## THE DATA:
· · · · · · ·

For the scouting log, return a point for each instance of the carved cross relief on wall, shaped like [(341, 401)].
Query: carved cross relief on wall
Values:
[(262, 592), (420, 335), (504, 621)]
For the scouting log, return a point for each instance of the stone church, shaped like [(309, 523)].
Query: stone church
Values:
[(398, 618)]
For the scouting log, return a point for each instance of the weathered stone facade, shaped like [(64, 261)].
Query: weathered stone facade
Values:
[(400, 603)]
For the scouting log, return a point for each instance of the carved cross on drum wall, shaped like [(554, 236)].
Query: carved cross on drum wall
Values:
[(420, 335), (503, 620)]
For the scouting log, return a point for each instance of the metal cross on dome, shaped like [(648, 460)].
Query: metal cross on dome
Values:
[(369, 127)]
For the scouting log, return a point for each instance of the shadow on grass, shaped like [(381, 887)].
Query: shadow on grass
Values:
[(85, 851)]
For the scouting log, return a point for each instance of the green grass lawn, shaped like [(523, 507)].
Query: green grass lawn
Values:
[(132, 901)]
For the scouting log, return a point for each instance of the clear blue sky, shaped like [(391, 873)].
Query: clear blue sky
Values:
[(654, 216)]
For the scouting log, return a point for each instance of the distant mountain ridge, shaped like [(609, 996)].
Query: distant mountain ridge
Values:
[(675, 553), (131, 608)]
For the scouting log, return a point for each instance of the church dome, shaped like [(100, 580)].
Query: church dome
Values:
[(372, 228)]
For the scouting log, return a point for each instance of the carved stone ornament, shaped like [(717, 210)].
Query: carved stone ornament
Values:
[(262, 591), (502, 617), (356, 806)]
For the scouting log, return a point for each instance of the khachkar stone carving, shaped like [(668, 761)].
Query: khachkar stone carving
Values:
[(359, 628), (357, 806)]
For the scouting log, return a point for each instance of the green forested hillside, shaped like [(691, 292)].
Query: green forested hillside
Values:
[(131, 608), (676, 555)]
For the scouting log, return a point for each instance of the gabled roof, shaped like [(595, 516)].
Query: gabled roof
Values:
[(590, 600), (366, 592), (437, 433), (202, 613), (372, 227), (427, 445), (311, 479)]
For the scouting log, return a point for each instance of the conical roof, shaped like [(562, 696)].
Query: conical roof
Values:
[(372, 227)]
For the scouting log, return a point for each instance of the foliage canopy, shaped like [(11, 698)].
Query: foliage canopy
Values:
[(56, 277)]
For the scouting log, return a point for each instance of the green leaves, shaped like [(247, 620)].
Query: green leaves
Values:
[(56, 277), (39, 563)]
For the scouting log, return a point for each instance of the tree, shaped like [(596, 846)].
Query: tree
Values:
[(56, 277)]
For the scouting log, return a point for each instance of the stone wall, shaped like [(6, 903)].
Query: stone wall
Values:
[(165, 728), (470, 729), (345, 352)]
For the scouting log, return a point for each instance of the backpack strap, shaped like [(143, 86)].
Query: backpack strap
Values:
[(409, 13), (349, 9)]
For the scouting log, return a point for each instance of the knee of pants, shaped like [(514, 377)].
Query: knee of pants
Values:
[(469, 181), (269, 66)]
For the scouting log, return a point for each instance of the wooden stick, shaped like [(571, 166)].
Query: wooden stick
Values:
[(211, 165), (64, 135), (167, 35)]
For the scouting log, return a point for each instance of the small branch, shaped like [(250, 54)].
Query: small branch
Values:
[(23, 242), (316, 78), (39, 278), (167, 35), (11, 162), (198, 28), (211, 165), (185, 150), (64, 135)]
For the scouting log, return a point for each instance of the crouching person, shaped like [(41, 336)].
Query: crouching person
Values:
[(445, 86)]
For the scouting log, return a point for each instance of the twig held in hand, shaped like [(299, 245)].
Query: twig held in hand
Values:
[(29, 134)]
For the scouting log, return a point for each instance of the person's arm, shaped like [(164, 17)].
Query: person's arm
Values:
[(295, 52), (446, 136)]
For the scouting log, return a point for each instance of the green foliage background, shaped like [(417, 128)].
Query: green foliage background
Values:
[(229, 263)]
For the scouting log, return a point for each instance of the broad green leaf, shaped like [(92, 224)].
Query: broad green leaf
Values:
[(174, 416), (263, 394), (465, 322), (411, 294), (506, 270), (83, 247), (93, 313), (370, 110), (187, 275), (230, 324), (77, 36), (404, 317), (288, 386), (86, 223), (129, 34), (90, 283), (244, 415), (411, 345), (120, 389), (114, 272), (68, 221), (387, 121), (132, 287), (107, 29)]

· · · · · · ·

## WHAT IS REQUIRED:
Reproduce each line of the records in which the word "drum" appears.

## EXPECTED ANSWER:
For the scouting log, return a point for each instance of the carved cross on drum wall, shaped like [(554, 236)].
Query: carved cross on drum wall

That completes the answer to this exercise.